WORK INSTRUCTIONS: Find each line in the records below that contains the word "metal", and copy it out.

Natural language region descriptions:

-------

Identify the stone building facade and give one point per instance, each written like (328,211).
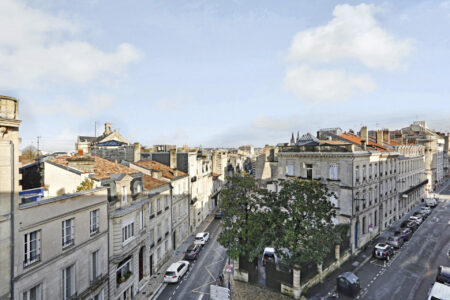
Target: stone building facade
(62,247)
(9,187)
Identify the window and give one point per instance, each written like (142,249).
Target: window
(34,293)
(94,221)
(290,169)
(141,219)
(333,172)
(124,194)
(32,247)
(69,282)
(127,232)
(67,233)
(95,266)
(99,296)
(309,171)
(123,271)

-------

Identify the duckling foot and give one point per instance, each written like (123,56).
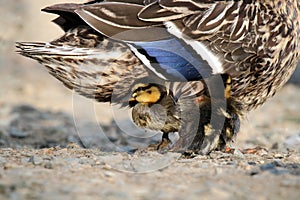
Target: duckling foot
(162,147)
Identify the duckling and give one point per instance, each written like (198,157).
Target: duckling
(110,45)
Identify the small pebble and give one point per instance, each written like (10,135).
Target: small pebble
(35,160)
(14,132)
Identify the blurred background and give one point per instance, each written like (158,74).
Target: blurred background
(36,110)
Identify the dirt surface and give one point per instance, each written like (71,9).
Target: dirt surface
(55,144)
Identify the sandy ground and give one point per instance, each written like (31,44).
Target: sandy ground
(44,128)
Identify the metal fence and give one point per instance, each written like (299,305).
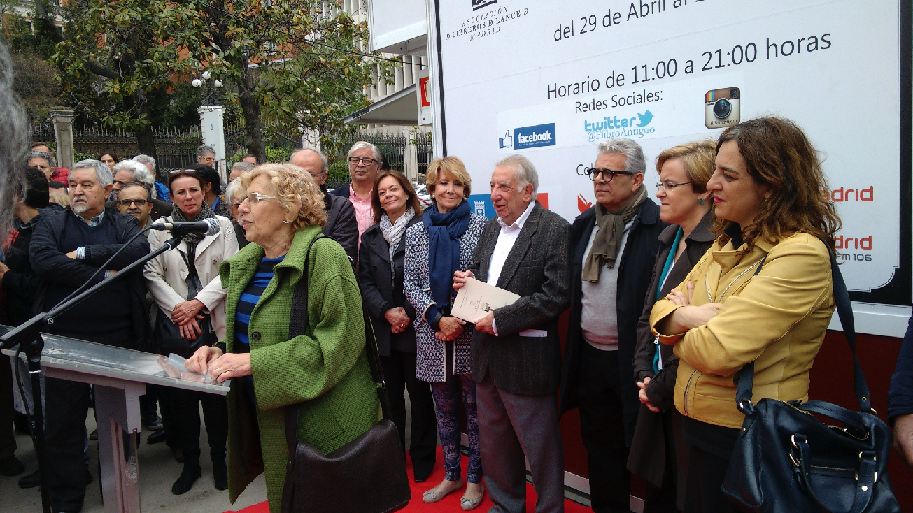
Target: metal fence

-------

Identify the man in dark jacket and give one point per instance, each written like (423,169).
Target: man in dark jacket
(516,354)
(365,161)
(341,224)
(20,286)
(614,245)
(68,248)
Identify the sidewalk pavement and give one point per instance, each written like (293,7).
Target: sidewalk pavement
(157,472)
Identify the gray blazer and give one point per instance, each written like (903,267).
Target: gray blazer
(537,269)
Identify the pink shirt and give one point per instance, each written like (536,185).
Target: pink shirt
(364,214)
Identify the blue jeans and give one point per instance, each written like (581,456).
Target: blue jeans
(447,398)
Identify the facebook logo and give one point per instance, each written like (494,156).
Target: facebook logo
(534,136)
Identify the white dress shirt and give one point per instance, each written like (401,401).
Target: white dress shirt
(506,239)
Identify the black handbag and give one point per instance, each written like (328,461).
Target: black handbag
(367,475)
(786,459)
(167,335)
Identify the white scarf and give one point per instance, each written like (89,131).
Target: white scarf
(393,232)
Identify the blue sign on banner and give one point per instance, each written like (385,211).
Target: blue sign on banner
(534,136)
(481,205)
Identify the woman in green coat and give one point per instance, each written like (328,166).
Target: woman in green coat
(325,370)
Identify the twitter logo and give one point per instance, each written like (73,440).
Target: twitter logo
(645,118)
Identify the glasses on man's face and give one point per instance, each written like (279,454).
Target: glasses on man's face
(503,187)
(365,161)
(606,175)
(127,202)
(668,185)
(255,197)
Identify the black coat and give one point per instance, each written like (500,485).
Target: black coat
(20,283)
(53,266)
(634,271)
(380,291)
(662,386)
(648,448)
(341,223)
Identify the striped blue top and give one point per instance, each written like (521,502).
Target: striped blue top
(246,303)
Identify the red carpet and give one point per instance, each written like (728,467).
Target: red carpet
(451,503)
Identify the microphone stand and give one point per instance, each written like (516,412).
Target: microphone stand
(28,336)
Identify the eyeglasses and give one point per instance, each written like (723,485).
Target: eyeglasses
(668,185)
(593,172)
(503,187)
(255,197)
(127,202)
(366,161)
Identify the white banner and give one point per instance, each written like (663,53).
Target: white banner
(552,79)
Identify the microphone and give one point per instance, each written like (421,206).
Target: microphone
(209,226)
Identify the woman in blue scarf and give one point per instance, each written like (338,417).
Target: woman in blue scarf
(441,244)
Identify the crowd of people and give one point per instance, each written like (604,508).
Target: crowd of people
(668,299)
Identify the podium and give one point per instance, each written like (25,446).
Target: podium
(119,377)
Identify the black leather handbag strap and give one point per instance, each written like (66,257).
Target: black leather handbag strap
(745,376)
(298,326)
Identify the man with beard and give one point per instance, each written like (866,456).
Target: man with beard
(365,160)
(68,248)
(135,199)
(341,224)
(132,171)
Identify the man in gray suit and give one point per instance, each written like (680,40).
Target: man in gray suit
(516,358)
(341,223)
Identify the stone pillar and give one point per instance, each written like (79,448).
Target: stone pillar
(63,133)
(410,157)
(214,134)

-------

ANSWER BOX:
Identify the metal fence and give one point per instance, each written like (299,305).
Target: metal fence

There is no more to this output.